TASK OBJECTIVE:
Word for word, repeat all the entries below, but without the pictures.

-----

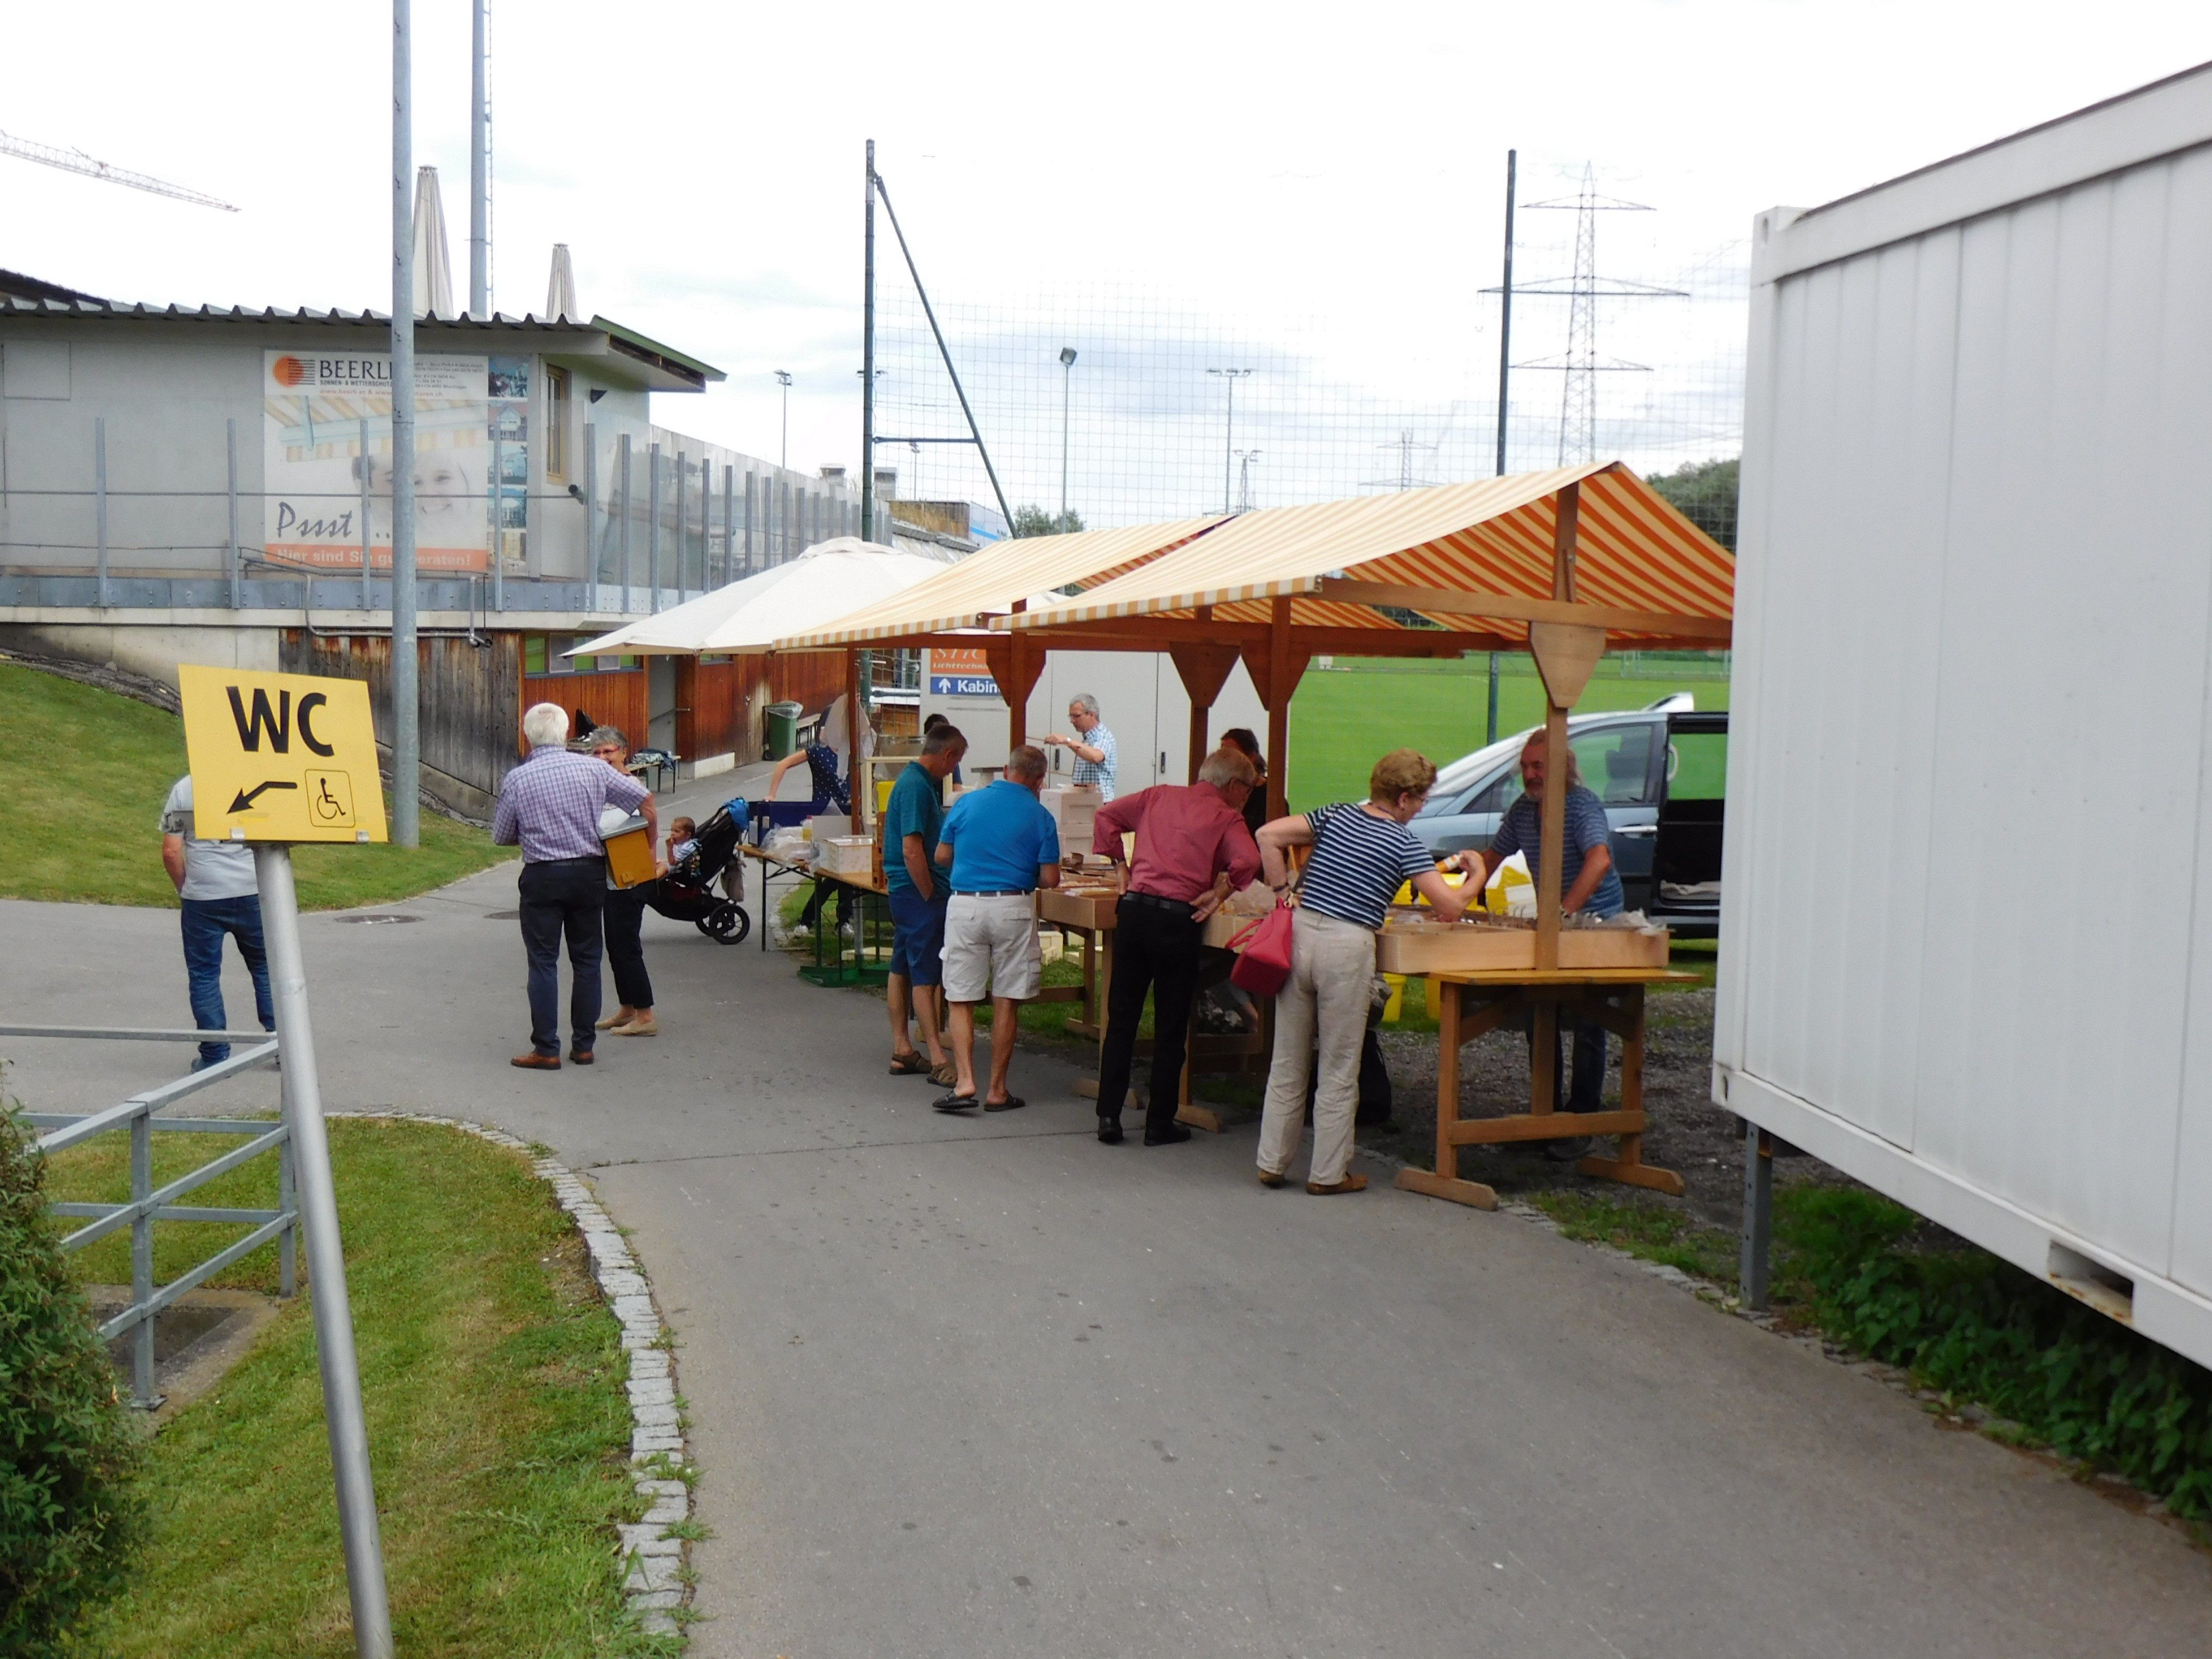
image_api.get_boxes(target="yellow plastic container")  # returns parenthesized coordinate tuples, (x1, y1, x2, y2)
(602, 815, 657, 889)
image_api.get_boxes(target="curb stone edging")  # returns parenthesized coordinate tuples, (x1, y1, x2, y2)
(328, 1114, 693, 1640)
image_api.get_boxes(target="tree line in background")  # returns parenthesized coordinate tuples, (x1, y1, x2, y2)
(1647, 457, 1739, 551)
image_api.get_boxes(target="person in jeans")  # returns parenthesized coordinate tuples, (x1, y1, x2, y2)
(160, 774, 274, 1072)
(588, 727, 660, 1038)
(932, 744, 1061, 1112)
(1458, 726, 1626, 1158)
(493, 702, 652, 1070)
(1254, 749, 1475, 1193)
(1088, 748, 1260, 1146)
(883, 722, 966, 1085)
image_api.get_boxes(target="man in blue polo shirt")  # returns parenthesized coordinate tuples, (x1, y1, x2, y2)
(932, 744, 1061, 1112)
(882, 722, 966, 1086)
(1462, 727, 1624, 1156)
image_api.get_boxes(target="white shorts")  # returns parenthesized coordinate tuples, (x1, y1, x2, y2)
(942, 892, 1042, 1003)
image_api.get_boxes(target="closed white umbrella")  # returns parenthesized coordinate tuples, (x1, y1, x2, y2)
(567, 538, 951, 658)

-----

THE COMPLETED TASK:
image_api.get_boxes(target="yellow plastic container")  # returns parenthesized coordinate tuples, (x1, y1, x2, y2)
(602, 815, 657, 889)
image_api.get_boxes(target="curb stone edging")  # returns parenthesized coordinate tuples, (x1, y1, x2, y2)
(328, 1114, 693, 1640)
image_api.get_boxes(target="tree line in background")  # returns parenthesized coordinate tuples, (x1, y1, x2, y2)
(1647, 457, 1739, 551)
image_api.get_boxes(target="person in jeans")  # returns parenthesized coordinate tuples, (x1, y1, x2, y2)
(160, 774, 274, 1072)
(588, 727, 660, 1038)
(932, 744, 1061, 1112)
(1458, 726, 1626, 1158)
(493, 702, 652, 1070)
(1254, 749, 1475, 1193)
(1088, 748, 1260, 1146)
(883, 722, 966, 1085)
image_api.get_boxes(target="man in blue polo shirt")  # returns parenthesized coordinate tuples, (x1, y1, x2, y2)
(932, 744, 1061, 1112)
(882, 722, 966, 1086)
(1462, 727, 1624, 1156)
image_api.get_boxes(target="white shorts")  # returns parenthesized coordinate tuples, (x1, y1, x2, y2)
(942, 892, 1042, 1003)
image_api.get_boxes(target="closed white umbrella")  # returns parenthesized coordinate tuples, (x1, y1, x2, y2)
(567, 538, 951, 658)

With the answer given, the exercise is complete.